_Kutipan_.
====
Taman Segitiga yang berada di tengah-tengah Kota Sawahlunto, di Sumatera Barat tampak penuh manusia pada saat dilakukan pelepasan peserta balap sepeda Tour de Singkarak 2018 Senin (5/11) pagi.
Kota kecil yang masih memperlihatkan kelestarian bangunan-bangunan tua peninggalan Belanda itu tidak pernah absen menjadi ikon dan tuan rumah etape balap TDS, yang tahun ini menginjak tahun ke-sepuluh.
Setelah para pebalap meninggalkan titik awal keberangkatan, kehidupan di tempat tersebut kembali normal bagi sebagian warga kota yang berada di ceruk Bukit Barisan Itu.
Sawahlunto, dikenal sebagai salah satu kota tua yang cantik dan menyimpan banyak cerita di celah-celah kota, pada gedung-gedung kuno dan peninggalan bersejatah.
"Kota kita di tengah-tengah jadi orang sengaja datang ke mari.... Yang menarik di sini adalah wisata tambang, tapi orang belum terlalu tahu," kata Afdhal, warga Sawahlunto.
Di kompleks Taman Segitiga berdiri megah Gedung PT Bukit Asam, berupa bangunan dengan gaya arsitektur khas peninggalan Belanda yang berlantai dua dan memiliki menara tinggi di tengahnya. Gedung itu pun menjadi tugu selamat datang bagi para pengunjung kota Sawahlunto.
Di depan gedung peninggalan perusahaan tambang batu bara terbesar kala itu, terdapat tugu yang menggambarkan dua pekerja tambang yang mengenakan helm, salah satu darinya digambarkan memegang sekop dan satunya mengangkat belencong, dengan latar belakang tiga silo menjulang tinggi yang digunakan untuk mengolah batu bara pada masa lalu.
Di zaman pendudukan Belanda, Sawahlunto, sekitar 90 km dari Kota Padang, menjadi pusat perhatian pemerintah Hindia Belanda setelah ditemukannya cadangan batubara oleh geolog Belanda Ir. W.H.De Greve pada 1867.
Sawahlunto yang dulunya hanyalah sebuah desa kecil dan terpencil, dengan penduduk sekitar 500 orang di tengah hutan belantara itu lalu berkembang menjadi pusat pertambangan batu bara di masanya.
Di belakang Gedung PT Bukit Asam itu terdapat saksi bisu yang kini sedang dikembangkan menjadi primadona wisata tambang di Sawahlunto.
Lubang Mbah Soero namanya, adalah sebuah bekas terowongan tambang batu bara yang dibangun pada zaman kolonial Belanda.
Tak ada yang tahu pasti berapa panjang dan dalamnya lubang galian tambang batu bara yang kini dijadikan museum itu. Pada 1930 terowongan itu ditutup karena tergenang air, hingga pada 2007 pemerintah setempat kembali membukanya untuk umum.
Di depan pintu masuk terowongan dibangun suatu monumen yang menggambarkan kondisi para pekerja tambang waktu itu.
====
_Data yang Disediakan_.
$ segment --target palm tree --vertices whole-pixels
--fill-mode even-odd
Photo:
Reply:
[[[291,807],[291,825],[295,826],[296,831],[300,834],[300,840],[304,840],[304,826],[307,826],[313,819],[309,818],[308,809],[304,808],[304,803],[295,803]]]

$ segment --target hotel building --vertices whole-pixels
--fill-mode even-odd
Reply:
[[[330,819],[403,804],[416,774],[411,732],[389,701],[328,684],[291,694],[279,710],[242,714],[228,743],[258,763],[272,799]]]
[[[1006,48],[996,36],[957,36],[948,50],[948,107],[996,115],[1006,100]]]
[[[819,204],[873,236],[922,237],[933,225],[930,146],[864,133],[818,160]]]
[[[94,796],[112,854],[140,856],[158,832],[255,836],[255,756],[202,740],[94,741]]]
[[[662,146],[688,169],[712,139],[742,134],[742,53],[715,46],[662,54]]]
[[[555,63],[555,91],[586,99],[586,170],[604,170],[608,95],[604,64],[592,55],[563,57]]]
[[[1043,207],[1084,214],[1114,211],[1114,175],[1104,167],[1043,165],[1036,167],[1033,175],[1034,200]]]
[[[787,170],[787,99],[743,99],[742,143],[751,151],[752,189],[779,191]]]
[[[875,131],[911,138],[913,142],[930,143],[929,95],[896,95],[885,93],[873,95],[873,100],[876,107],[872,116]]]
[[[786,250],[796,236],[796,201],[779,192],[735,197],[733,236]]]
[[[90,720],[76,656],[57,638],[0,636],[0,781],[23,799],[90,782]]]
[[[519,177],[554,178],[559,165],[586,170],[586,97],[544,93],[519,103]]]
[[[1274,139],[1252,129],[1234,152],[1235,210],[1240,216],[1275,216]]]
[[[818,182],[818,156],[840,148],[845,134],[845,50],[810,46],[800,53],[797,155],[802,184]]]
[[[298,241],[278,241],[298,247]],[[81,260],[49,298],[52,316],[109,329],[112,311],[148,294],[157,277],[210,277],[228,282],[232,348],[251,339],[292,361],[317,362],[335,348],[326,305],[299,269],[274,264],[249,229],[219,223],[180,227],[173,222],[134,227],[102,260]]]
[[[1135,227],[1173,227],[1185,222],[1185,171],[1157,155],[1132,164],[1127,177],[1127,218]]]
====
_Daftar Tugas_.
(a) Tulis ulang tanpa perubahan bagian kutipan tentang Sawahlunto dari "Di kompleks Taman" sampai "pengunjung kota Sawahlunto.".
(b) Jawab pertanyaan berikut berdasarkan kutipan tentang Sawahlunto.
(i) Pada tahun berapa cadangan batu bara di Sawahlunto ditemukan?
(ii) Berapa jarak Sawahlunto dari Kota Padang?
(iii) Pada tahun berapa terowongan Lubang Mbah Soero ditutup karena tergenang air?

_Hasil Latihan_.
(a)
Di kompleks Taman Segitiga berdiri megah Gedung PT Bukit Asam, berupa bangunan dengan gaya arsitektur khas peninggalan Belanda yang berlantai dua dan memiliki menara tinggi di tengahnya. Gedung itu pun menjadi tugu selamat datang bagi para pengunjung kota Sawahlunto.

(b)
(i) 1867
(ii) Sekitar 90 km
(iii) 1930